_WHAT TO WORK ON_. Copy every line of the entries that has the string "green" in it.

_INPUT FOR THIS TASK_.

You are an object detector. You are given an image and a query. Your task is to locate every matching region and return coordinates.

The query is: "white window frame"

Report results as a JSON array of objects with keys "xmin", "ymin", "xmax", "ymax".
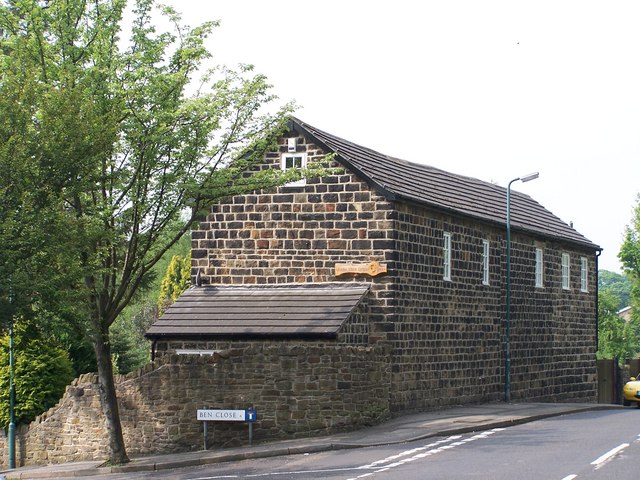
[
  {"xmin": 443, "ymin": 233, "xmax": 452, "ymax": 281},
  {"xmin": 580, "ymin": 256, "xmax": 588, "ymax": 292},
  {"xmin": 281, "ymin": 152, "xmax": 307, "ymax": 187},
  {"xmin": 482, "ymin": 240, "xmax": 490, "ymax": 285},
  {"xmin": 535, "ymin": 248, "xmax": 544, "ymax": 288},
  {"xmin": 561, "ymin": 253, "xmax": 570, "ymax": 290}
]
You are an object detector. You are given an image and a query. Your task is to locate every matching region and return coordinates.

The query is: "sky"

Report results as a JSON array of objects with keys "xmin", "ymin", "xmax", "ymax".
[{"xmin": 161, "ymin": 0, "xmax": 640, "ymax": 273}]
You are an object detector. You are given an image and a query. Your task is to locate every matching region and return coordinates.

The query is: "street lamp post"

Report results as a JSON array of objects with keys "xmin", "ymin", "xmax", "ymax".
[
  {"xmin": 5, "ymin": 278, "xmax": 15, "ymax": 469},
  {"xmin": 8, "ymin": 313, "xmax": 15, "ymax": 469},
  {"xmin": 505, "ymin": 172, "xmax": 539, "ymax": 403}
]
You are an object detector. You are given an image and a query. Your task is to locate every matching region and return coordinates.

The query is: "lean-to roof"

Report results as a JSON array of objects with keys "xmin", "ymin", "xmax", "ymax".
[{"xmin": 146, "ymin": 285, "xmax": 369, "ymax": 340}]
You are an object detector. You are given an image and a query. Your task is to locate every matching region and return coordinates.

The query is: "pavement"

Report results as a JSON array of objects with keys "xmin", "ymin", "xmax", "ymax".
[{"xmin": 0, "ymin": 402, "xmax": 622, "ymax": 479}]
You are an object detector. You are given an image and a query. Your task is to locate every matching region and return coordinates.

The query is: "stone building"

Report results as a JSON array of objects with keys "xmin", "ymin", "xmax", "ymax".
[
  {"xmin": 146, "ymin": 116, "xmax": 600, "ymax": 430},
  {"xmin": 618, "ymin": 306, "xmax": 632, "ymax": 322},
  {"xmin": 1, "ymin": 117, "xmax": 603, "ymax": 468}
]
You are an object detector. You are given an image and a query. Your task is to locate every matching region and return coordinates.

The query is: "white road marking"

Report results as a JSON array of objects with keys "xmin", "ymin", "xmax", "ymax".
[
  {"xmin": 191, "ymin": 476, "xmax": 239, "ymax": 479},
  {"xmin": 190, "ymin": 429, "xmax": 640, "ymax": 480},
  {"xmin": 192, "ymin": 428, "xmax": 508, "ymax": 480},
  {"xmin": 561, "ymin": 436, "xmax": 639, "ymax": 479},
  {"xmin": 361, "ymin": 436, "xmax": 462, "ymax": 468},
  {"xmin": 245, "ymin": 467, "xmax": 364, "ymax": 477},
  {"xmin": 346, "ymin": 428, "xmax": 505, "ymax": 480},
  {"xmin": 591, "ymin": 443, "xmax": 630, "ymax": 466}
]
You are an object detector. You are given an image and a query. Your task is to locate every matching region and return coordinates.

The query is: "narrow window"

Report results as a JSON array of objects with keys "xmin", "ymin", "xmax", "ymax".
[
  {"xmin": 535, "ymin": 248, "xmax": 544, "ymax": 288},
  {"xmin": 443, "ymin": 233, "xmax": 452, "ymax": 281},
  {"xmin": 580, "ymin": 257, "xmax": 588, "ymax": 292},
  {"xmin": 561, "ymin": 253, "xmax": 570, "ymax": 290},
  {"xmin": 482, "ymin": 240, "xmax": 490, "ymax": 285},
  {"xmin": 281, "ymin": 153, "xmax": 307, "ymax": 187}
]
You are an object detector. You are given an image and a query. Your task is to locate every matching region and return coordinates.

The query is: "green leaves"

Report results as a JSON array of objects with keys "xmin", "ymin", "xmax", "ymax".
[
  {"xmin": 599, "ymin": 270, "xmax": 632, "ymax": 311},
  {"xmin": 597, "ymin": 289, "xmax": 639, "ymax": 361},
  {"xmin": 599, "ymin": 193, "xmax": 640, "ymax": 361},
  {"xmin": 620, "ymin": 195, "xmax": 640, "ymax": 324},
  {"xmin": 620, "ymin": 194, "xmax": 640, "ymax": 292},
  {"xmin": 157, "ymin": 253, "xmax": 190, "ymax": 316},
  {"xmin": 0, "ymin": 320, "xmax": 75, "ymax": 429}
]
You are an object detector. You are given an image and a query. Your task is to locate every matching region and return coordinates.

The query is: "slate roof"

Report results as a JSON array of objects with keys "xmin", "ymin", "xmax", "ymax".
[
  {"xmin": 290, "ymin": 117, "xmax": 600, "ymax": 250},
  {"xmin": 145, "ymin": 285, "xmax": 369, "ymax": 340}
]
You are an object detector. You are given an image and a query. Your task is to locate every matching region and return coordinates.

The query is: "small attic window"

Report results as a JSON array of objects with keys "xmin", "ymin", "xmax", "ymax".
[{"xmin": 281, "ymin": 152, "xmax": 307, "ymax": 187}]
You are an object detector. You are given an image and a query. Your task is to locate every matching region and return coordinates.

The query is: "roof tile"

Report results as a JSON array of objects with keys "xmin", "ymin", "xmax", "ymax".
[
  {"xmin": 291, "ymin": 117, "xmax": 599, "ymax": 249},
  {"xmin": 146, "ymin": 285, "xmax": 369, "ymax": 339}
]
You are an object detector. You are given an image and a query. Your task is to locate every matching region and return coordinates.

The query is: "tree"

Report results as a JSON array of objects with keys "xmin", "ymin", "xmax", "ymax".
[
  {"xmin": 616, "ymin": 194, "xmax": 640, "ymax": 360},
  {"xmin": 111, "ymin": 233, "xmax": 191, "ymax": 374},
  {"xmin": 0, "ymin": 0, "xmax": 318, "ymax": 464},
  {"xmin": 620, "ymin": 194, "xmax": 640, "ymax": 302},
  {"xmin": 597, "ymin": 290, "xmax": 639, "ymax": 360},
  {"xmin": 0, "ymin": 320, "xmax": 75, "ymax": 429},
  {"xmin": 598, "ymin": 270, "xmax": 632, "ymax": 311},
  {"xmin": 157, "ymin": 254, "xmax": 191, "ymax": 316}
]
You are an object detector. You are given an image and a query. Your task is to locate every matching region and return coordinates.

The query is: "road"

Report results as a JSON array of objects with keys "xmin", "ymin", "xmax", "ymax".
[{"xmin": 82, "ymin": 409, "xmax": 640, "ymax": 480}]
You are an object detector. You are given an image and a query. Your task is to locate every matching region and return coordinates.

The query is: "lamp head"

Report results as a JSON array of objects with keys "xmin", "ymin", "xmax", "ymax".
[{"xmin": 520, "ymin": 172, "xmax": 539, "ymax": 183}]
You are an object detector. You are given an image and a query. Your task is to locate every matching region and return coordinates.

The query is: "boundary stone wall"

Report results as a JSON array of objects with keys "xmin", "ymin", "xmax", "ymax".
[{"xmin": 0, "ymin": 343, "xmax": 390, "ymax": 467}]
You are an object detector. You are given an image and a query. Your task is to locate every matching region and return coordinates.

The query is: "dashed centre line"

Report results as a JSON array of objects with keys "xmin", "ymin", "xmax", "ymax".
[
  {"xmin": 563, "ymin": 436, "xmax": 638, "ymax": 479},
  {"xmin": 590, "ymin": 443, "xmax": 629, "ymax": 467}
]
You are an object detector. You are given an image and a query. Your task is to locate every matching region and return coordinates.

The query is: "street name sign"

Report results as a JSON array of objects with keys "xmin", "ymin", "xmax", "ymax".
[
  {"xmin": 197, "ymin": 409, "xmax": 258, "ymax": 449},
  {"xmin": 197, "ymin": 409, "xmax": 258, "ymax": 422},
  {"xmin": 197, "ymin": 409, "xmax": 245, "ymax": 422}
]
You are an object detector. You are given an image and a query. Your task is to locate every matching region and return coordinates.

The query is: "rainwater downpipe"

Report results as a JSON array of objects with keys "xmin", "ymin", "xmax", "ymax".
[{"xmin": 595, "ymin": 249, "xmax": 602, "ymax": 353}]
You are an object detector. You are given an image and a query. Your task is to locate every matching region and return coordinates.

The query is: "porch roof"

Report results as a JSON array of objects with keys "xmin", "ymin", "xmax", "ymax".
[{"xmin": 145, "ymin": 284, "xmax": 369, "ymax": 340}]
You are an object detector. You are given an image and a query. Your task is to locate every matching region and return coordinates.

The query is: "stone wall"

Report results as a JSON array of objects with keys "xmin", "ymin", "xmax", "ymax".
[
  {"xmin": 191, "ymin": 134, "xmax": 397, "ymax": 288},
  {"xmin": 0, "ymin": 343, "xmax": 390, "ymax": 467},
  {"xmin": 391, "ymin": 202, "xmax": 597, "ymax": 412},
  {"xmin": 391, "ymin": 204, "xmax": 504, "ymax": 411},
  {"xmin": 0, "ymin": 374, "xmax": 109, "ymax": 466},
  {"xmin": 509, "ymin": 237, "xmax": 597, "ymax": 401}
]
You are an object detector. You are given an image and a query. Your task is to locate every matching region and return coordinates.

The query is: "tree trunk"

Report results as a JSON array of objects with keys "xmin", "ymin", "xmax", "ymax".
[{"xmin": 93, "ymin": 321, "xmax": 130, "ymax": 465}]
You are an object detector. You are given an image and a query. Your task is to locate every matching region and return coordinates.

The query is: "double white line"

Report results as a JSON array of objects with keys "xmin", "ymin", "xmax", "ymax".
[{"xmin": 347, "ymin": 429, "xmax": 505, "ymax": 480}]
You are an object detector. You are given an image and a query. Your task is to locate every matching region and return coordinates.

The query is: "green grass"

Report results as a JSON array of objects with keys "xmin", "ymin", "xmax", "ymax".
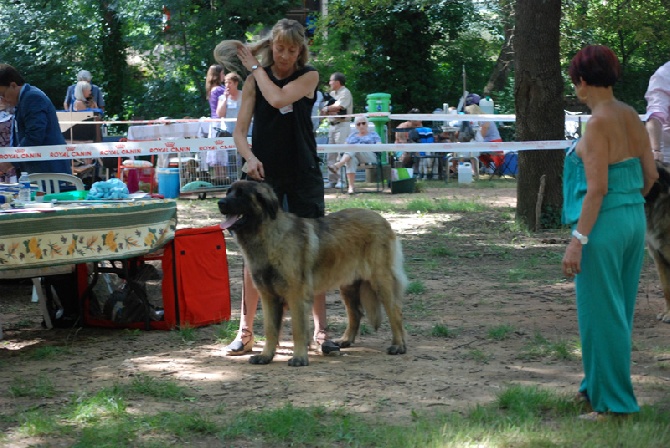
[
  {"xmin": 214, "ymin": 319, "xmax": 241, "ymax": 344},
  {"xmin": 405, "ymin": 197, "xmax": 489, "ymax": 213},
  {"xmin": 9, "ymin": 375, "xmax": 57, "ymax": 398},
  {"xmin": 359, "ymin": 322, "xmax": 372, "ymax": 335},
  {"xmin": 5, "ymin": 383, "xmax": 670, "ymax": 447},
  {"xmin": 326, "ymin": 195, "xmax": 492, "ymax": 214},
  {"xmin": 488, "ymin": 324, "xmax": 515, "ymax": 341},
  {"xmin": 466, "ymin": 348, "xmax": 492, "ymax": 364},
  {"xmin": 176, "ymin": 325, "xmax": 196, "ymax": 343},
  {"xmin": 406, "ymin": 280, "xmax": 425, "ymax": 295},
  {"xmin": 431, "ymin": 323, "xmax": 458, "ymax": 338},
  {"xmin": 429, "ymin": 245, "xmax": 454, "ymax": 257},
  {"xmin": 27, "ymin": 345, "xmax": 70, "ymax": 360},
  {"xmin": 519, "ymin": 332, "xmax": 579, "ymax": 361},
  {"xmin": 125, "ymin": 374, "xmax": 192, "ymax": 400}
]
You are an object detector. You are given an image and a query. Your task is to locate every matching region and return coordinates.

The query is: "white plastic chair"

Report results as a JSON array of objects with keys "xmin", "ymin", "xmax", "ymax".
[
  {"xmin": 27, "ymin": 173, "xmax": 84, "ymax": 194},
  {"xmin": 21, "ymin": 174, "xmax": 84, "ymax": 329}
]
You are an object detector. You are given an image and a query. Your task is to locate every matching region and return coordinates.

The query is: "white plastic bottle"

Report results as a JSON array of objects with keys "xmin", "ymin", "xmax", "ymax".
[
  {"xmin": 479, "ymin": 96, "xmax": 495, "ymax": 115},
  {"xmin": 18, "ymin": 172, "xmax": 31, "ymax": 203}
]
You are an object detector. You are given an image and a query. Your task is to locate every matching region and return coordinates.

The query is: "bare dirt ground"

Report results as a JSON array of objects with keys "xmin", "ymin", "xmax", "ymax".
[{"xmin": 2, "ymin": 184, "xmax": 670, "ymax": 443}]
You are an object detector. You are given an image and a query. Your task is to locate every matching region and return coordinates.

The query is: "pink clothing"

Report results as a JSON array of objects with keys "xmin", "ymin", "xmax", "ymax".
[{"xmin": 645, "ymin": 61, "xmax": 670, "ymax": 161}]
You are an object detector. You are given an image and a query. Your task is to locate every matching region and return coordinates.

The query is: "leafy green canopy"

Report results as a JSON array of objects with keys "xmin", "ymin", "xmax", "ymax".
[
  {"xmin": 310, "ymin": 0, "xmax": 498, "ymax": 115},
  {"xmin": 0, "ymin": 0, "xmax": 299, "ymax": 121}
]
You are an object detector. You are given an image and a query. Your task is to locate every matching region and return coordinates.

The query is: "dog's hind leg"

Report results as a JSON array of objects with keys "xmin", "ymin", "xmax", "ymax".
[
  {"xmin": 651, "ymin": 249, "xmax": 670, "ymax": 323},
  {"xmin": 336, "ymin": 281, "xmax": 364, "ymax": 348},
  {"xmin": 374, "ymin": 275, "xmax": 407, "ymax": 355},
  {"xmin": 249, "ymin": 295, "xmax": 283, "ymax": 365}
]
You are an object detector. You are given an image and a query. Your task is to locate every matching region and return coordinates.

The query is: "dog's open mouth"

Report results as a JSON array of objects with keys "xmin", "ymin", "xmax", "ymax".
[{"xmin": 220, "ymin": 214, "xmax": 242, "ymax": 230}]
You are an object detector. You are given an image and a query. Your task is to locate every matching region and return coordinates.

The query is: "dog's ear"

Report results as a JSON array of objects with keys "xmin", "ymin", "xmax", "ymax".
[{"xmin": 255, "ymin": 186, "xmax": 279, "ymax": 220}]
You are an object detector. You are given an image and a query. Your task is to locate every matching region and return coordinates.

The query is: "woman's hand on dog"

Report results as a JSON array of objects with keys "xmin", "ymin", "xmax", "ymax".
[
  {"xmin": 562, "ymin": 240, "xmax": 582, "ymax": 279},
  {"xmin": 246, "ymin": 155, "xmax": 265, "ymax": 181}
]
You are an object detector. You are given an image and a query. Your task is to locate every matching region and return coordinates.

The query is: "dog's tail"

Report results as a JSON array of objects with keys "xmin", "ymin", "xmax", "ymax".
[
  {"xmin": 392, "ymin": 238, "xmax": 408, "ymax": 298},
  {"xmin": 360, "ymin": 239, "xmax": 407, "ymax": 331}
]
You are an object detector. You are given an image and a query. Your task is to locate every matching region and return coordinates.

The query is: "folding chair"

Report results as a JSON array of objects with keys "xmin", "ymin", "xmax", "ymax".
[{"xmin": 489, "ymin": 152, "xmax": 518, "ymax": 179}]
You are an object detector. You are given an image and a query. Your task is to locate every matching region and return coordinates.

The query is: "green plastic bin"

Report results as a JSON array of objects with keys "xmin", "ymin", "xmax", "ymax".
[{"xmin": 366, "ymin": 92, "xmax": 391, "ymax": 114}]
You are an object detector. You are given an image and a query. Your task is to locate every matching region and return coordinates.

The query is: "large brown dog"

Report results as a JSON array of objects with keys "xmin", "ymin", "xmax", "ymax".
[
  {"xmin": 645, "ymin": 161, "xmax": 670, "ymax": 323},
  {"xmin": 218, "ymin": 180, "xmax": 407, "ymax": 366}
]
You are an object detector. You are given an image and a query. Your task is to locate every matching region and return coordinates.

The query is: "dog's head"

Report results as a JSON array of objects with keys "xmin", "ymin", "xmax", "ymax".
[{"xmin": 218, "ymin": 180, "xmax": 279, "ymax": 233}]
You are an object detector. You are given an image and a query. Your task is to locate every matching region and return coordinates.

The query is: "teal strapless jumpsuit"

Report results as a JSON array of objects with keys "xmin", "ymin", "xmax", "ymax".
[{"xmin": 562, "ymin": 141, "xmax": 645, "ymax": 414}]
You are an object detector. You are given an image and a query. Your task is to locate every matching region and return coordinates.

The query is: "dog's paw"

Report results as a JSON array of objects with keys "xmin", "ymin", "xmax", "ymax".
[
  {"xmin": 249, "ymin": 354, "xmax": 274, "ymax": 365},
  {"xmin": 658, "ymin": 312, "xmax": 670, "ymax": 323},
  {"xmin": 288, "ymin": 356, "xmax": 309, "ymax": 367},
  {"xmin": 335, "ymin": 338, "xmax": 352, "ymax": 348},
  {"xmin": 386, "ymin": 344, "xmax": 406, "ymax": 355}
]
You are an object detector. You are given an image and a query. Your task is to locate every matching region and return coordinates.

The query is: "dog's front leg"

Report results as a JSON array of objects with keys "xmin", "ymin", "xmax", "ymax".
[
  {"xmin": 249, "ymin": 295, "xmax": 283, "ymax": 365},
  {"xmin": 288, "ymin": 297, "xmax": 309, "ymax": 367}
]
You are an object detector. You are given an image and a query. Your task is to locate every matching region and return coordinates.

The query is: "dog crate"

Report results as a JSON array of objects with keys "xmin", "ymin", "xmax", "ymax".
[{"xmin": 168, "ymin": 151, "xmax": 240, "ymax": 198}]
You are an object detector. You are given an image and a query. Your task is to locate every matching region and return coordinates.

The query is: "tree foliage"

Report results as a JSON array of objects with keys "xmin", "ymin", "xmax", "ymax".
[
  {"xmin": 561, "ymin": 0, "xmax": 670, "ymax": 111},
  {"xmin": 1, "ymin": 0, "xmax": 669, "ymax": 125},
  {"xmin": 310, "ymin": 0, "xmax": 494, "ymax": 115},
  {"xmin": 0, "ymin": 0, "xmax": 299, "ymax": 121}
]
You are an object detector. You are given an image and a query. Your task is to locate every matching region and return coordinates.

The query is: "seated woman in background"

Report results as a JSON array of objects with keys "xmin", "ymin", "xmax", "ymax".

_RESPONSE_.
The query is: "green leaves"
The query is: "green grass"
The query is: "leafy green canopy"
The query is: "green plastic bin"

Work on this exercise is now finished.